Read the data and repeat all of it exactly.
BEGIN Extracted entries
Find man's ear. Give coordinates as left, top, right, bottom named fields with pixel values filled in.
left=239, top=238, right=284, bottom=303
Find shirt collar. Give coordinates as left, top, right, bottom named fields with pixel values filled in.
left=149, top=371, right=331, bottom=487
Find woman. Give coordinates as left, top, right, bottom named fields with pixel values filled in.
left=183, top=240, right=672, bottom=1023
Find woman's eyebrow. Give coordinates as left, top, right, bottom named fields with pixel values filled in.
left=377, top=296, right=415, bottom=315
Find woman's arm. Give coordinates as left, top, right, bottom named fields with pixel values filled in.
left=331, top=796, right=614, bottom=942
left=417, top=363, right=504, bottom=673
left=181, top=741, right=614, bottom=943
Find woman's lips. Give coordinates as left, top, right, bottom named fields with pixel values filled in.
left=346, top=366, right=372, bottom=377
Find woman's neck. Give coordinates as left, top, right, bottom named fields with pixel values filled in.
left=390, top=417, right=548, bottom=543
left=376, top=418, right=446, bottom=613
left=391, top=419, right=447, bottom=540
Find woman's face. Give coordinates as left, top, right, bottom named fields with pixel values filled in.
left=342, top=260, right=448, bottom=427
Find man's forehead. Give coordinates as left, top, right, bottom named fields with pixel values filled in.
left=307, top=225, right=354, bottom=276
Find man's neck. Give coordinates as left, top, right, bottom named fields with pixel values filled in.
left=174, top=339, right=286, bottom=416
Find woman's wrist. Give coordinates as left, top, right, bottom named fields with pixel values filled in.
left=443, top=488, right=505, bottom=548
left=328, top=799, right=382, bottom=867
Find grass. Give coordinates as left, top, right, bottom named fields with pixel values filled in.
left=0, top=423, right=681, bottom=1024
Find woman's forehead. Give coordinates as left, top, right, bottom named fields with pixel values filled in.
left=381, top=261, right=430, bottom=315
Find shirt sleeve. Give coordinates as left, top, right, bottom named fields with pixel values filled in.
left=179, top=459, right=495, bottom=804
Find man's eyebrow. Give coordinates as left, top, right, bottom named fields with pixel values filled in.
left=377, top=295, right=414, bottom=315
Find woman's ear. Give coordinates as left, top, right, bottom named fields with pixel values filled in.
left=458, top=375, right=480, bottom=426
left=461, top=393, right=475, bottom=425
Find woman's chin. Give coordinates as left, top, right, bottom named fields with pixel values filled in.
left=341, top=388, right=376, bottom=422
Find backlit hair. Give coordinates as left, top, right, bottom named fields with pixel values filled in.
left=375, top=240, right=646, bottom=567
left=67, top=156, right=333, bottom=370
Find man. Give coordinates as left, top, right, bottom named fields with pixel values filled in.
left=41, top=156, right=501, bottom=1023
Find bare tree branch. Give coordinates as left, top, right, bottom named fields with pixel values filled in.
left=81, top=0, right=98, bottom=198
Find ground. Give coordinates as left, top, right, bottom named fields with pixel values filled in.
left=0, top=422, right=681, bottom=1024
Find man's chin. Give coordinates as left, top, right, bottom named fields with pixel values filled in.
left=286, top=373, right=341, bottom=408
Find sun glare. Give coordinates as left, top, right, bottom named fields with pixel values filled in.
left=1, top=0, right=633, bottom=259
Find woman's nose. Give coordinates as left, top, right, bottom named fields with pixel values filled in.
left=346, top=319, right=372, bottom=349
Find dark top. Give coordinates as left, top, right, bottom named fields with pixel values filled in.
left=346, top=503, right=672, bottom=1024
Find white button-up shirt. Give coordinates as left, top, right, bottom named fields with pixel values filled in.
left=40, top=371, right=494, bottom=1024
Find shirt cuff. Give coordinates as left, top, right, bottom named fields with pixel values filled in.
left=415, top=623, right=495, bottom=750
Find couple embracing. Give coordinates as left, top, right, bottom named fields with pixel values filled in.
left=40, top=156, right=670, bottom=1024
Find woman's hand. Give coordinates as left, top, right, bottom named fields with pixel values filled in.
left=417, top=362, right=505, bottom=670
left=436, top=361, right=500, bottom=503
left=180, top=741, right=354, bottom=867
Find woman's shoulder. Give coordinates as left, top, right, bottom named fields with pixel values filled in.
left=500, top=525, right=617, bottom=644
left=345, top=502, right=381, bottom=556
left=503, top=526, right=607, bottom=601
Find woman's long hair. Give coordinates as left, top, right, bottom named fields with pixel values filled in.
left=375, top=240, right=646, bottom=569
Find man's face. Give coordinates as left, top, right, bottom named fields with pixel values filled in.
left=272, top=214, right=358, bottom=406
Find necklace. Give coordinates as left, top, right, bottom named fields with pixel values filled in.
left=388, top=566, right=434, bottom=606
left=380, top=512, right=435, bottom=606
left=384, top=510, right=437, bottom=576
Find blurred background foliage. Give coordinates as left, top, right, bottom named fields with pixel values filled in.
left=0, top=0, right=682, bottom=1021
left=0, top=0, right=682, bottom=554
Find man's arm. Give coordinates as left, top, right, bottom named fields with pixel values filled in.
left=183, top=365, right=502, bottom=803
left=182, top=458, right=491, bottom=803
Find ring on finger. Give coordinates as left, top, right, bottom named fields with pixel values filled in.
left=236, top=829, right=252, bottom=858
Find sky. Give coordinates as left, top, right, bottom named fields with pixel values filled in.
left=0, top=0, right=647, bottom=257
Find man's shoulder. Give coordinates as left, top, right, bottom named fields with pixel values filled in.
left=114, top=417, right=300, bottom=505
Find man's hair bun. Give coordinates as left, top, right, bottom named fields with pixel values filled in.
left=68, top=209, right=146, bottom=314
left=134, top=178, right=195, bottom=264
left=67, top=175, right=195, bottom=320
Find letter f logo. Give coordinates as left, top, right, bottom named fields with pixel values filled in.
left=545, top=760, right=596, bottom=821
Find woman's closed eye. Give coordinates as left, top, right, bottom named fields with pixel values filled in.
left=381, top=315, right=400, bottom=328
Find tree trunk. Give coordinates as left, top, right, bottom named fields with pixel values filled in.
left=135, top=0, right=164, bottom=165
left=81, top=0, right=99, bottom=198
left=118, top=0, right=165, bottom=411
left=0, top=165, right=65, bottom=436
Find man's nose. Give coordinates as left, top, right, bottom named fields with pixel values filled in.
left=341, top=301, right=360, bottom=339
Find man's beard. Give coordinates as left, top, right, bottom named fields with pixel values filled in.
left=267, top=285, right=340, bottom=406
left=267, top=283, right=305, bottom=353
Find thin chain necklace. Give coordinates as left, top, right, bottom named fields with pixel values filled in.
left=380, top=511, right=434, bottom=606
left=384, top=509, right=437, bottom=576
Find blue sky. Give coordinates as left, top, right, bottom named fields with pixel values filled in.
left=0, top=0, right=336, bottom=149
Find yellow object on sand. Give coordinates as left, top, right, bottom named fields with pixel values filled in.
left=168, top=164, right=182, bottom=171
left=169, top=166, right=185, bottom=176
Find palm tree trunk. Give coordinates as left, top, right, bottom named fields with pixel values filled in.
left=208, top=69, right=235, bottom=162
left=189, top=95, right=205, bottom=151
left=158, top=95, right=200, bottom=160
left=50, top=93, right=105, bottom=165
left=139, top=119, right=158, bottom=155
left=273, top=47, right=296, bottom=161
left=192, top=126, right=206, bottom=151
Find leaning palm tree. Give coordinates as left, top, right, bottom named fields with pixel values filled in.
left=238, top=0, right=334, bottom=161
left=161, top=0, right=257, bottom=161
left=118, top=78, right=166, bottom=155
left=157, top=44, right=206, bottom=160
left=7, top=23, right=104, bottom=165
END Extracted entries
**Solution to the exercise**
Find man's ear. Give coordinates as left, top, right, bottom named fields with pixel values filled in.
left=239, top=238, right=284, bottom=303
Find shirt collar. Give coordinates as left, top, right, bottom named fields with pixel values filled in.
left=149, top=371, right=331, bottom=487
Find woman. Give coordinates as left, top, right, bottom named fields with pixel values filled in.
left=183, top=240, right=672, bottom=1023
Find woman's eyebrow. Give coordinates as left, top, right, bottom named fields with pixel values filled in.
left=377, top=296, right=415, bottom=315
Find woman's arm. Give coordinates as left, top, right, bottom named fields with pixel values filled in.
left=331, top=796, right=614, bottom=942
left=417, top=363, right=504, bottom=673
left=181, top=741, right=614, bottom=943
Find woman's lips. Give coordinates as left, top, right, bottom named fields with pixel values filled in.
left=346, top=366, right=372, bottom=377
Find woman's neck. Give coordinates as left, top, right, bottom named fields with pixel values filled in.
left=390, top=417, right=548, bottom=543
left=376, top=418, right=446, bottom=613
left=391, top=419, right=447, bottom=540
Find woman's face. Give coordinates as left, top, right, bottom named fields with pixel values filled in.
left=342, top=260, right=448, bottom=427
Find man's forehead. Give coordinates as left, top, right, bottom named fields with pixel values filled in.
left=307, top=225, right=354, bottom=276
Find man's neck. Give coordinates as left, top, right, bottom named fields with pixel values filled in.
left=174, top=339, right=286, bottom=416
Find woman's wrist. Give coordinates as left, top, right, bottom named fields with pixel values filled in.
left=443, top=488, right=505, bottom=548
left=328, top=799, right=382, bottom=867
Find grass. Give coordinates as left, top, right, bottom named fields with pixel values filled in.
left=0, top=423, right=681, bottom=1024
Find woman's forehead. Give coordinates as left, top, right, bottom named fields with pixel values filled in.
left=381, top=261, right=430, bottom=315
Find shirt sleeve. Give coordinates as left, top, right, bottom named fields with pixel values filled in.
left=179, top=459, right=495, bottom=804
Find man's eyebrow. Give coordinates as left, top, right, bottom named fields with pixel values filled in.
left=377, top=295, right=414, bottom=315
Find woman's ear. Give coordinates as left, top, right, bottom named fields with pixel values filled in.
left=458, top=375, right=480, bottom=426
left=461, top=393, right=475, bottom=425
Find woman's chin. Give coordinates as left, top, right, bottom named fields with pixel values filled in.
left=341, top=388, right=376, bottom=422
Find backlit hair. Give coordinates as left, top, right, bottom named fields with pixel values filled in.
left=375, top=240, right=646, bottom=567
left=67, top=156, right=333, bottom=370
Find man. Give coordinates as left, top, right, bottom named fields with pixel values filled in.
left=41, top=156, right=501, bottom=1023
Find bare tree branch. Give coordinates as left, top, right, bottom named fields with pixel values filled in.
left=81, top=0, right=98, bottom=198
Find ground. Give coordinates as left, top, right, bottom named fields with pixel values filled in.
left=0, top=422, right=681, bottom=1024
Find man's chin. Give coordinates as left, top, right, bottom named fields with pixel values filled in.
left=286, top=373, right=341, bottom=408
Find sun glare. Give coordinates as left, top, right, bottom named fields with pixel values filled in.
left=1, top=0, right=633, bottom=259
Find woman's nose. Give coordinates as left, top, right, bottom named fields with pixel values filled in.
left=346, top=319, right=372, bottom=349
Find dark top. Give coordinates as left, top, right, bottom named fields with pixel values filled in.
left=346, top=503, right=672, bottom=1024
Find white button-up shirt. Give coordinates as left, top, right, bottom named fields with pixel values filled in.
left=40, top=371, right=494, bottom=1024
Find shirt cuff. Give coordinates as left, top, right, bottom named fields with pixel values filled in.
left=415, top=623, right=495, bottom=750
Find couple embracing. Give coordinates as left, top, right, bottom named fields with pixel values filled in.
left=40, top=156, right=670, bottom=1024
Find woman's hand. Give coordinates as left, top, right, bottom named fields with pixel values filled in.
left=417, top=362, right=505, bottom=670
left=436, top=361, right=500, bottom=503
left=180, top=741, right=354, bottom=867
Find woman's shoulder. Give coordinates as left, top, right, bottom named fields with pixel values filled in.
left=500, top=525, right=617, bottom=644
left=345, top=502, right=381, bottom=556
left=503, top=526, right=607, bottom=601
Find woman's long hair. Give coordinates as left, top, right, bottom named fields with pixel values filled in.
left=375, top=240, right=646, bottom=569
Find man's face. Give coordinates as left, top, right, bottom named fields with pixel values filled in.
left=272, top=214, right=358, bottom=406
Find necklace. Give coordinates as left, top, right, bottom named fields with pixel values filled in.
left=388, top=566, right=434, bottom=606
left=380, top=512, right=435, bottom=606
left=384, top=510, right=437, bottom=576
Find blurred background foliage. Give coordinates as left, top, right, bottom named fields with pixel values filled in.
left=0, top=0, right=682, bottom=1021
left=0, top=0, right=682, bottom=554
Find man's arm. Give coordinates as left, top, right, bottom named fields with pixel values filled in.
left=183, top=365, right=502, bottom=803
left=182, top=458, right=491, bottom=803
Find ring on finger. Give coordinates as left, top, right, bottom named fields with pixel values filled in.
left=236, top=829, right=252, bottom=858
Find sky. Give coordinates as left, top, right, bottom named fields with pixel values filled in.
left=0, top=0, right=647, bottom=257
Find man's shoulder. Give coordinates as left, top, right, bottom named fields with pixel values filled in.
left=114, top=417, right=300, bottom=505
Find man's hair bun. Give coordinates as left, top, right, bottom named fields with pixel values filled in.
left=68, top=209, right=146, bottom=314
left=134, top=178, right=195, bottom=264
left=67, top=175, right=195, bottom=320
Find letter f logo. Give coordinates as left, top, right, bottom named fields with pixel values filled in.
left=545, top=760, right=596, bottom=821
Find woman's closed eye. Give coordinates as left, top, right, bottom named fields with pixel values filled in.
left=381, top=315, right=400, bottom=328
Find tree trunk. Give coordinates as left, top, right, bottom named fields with pixel values filled in.
left=135, top=0, right=164, bottom=165
left=81, top=0, right=99, bottom=198
left=118, top=0, right=165, bottom=411
left=0, top=165, right=65, bottom=436
Find man's nose. Give coordinates as left, top, right, bottom named fields with pixel values filled in.
left=341, top=301, right=360, bottom=339
Find man's beard. Give coordinates as left, top, right, bottom named fields with pixel values filled in.
left=267, top=285, right=340, bottom=406
left=267, top=283, right=305, bottom=353
Find thin chain necklace. Give coordinates as left, top, right, bottom named fields with pixel values filled in.
left=380, top=511, right=434, bottom=606
left=384, top=509, right=437, bottom=576
Find blue sky. Give coordinates as left, top, right, bottom named fields with pixel values filled in.
left=0, top=0, right=336, bottom=149
Find yellow object on sand. Give coordinates as left, top, right, bottom named fields with pixel values filled in.
left=168, top=164, right=182, bottom=171
left=169, top=166, right=185, bottom=176
Find palm tree trunk. Give coordinates as left, top, right, bottom named fields with pixel values filled in.
left=208, top=69, right=235, bottom=162
left=189, top=95, right=205, bottom=151
left=158, top=95, right=200, bottom=160
left=50, top=93, right=105, bottom=165
left=139, top=119, right=158, bottom=155
left=273, top=47, right=296, bottom=161
left=192, top=126, right=206, bottom=151
Find leaning palm tree. Give coordinates as left, top, right, bottom named fields with pixel values filled in.
left=238, top=0, right=334, bottom=161
left=161, top=0, right=257, bottom=161
left=118, top=78, right=166, bottom=155
left=157, top=44, right=206, bottom=160
left=7, top=23, right=104, bottom=165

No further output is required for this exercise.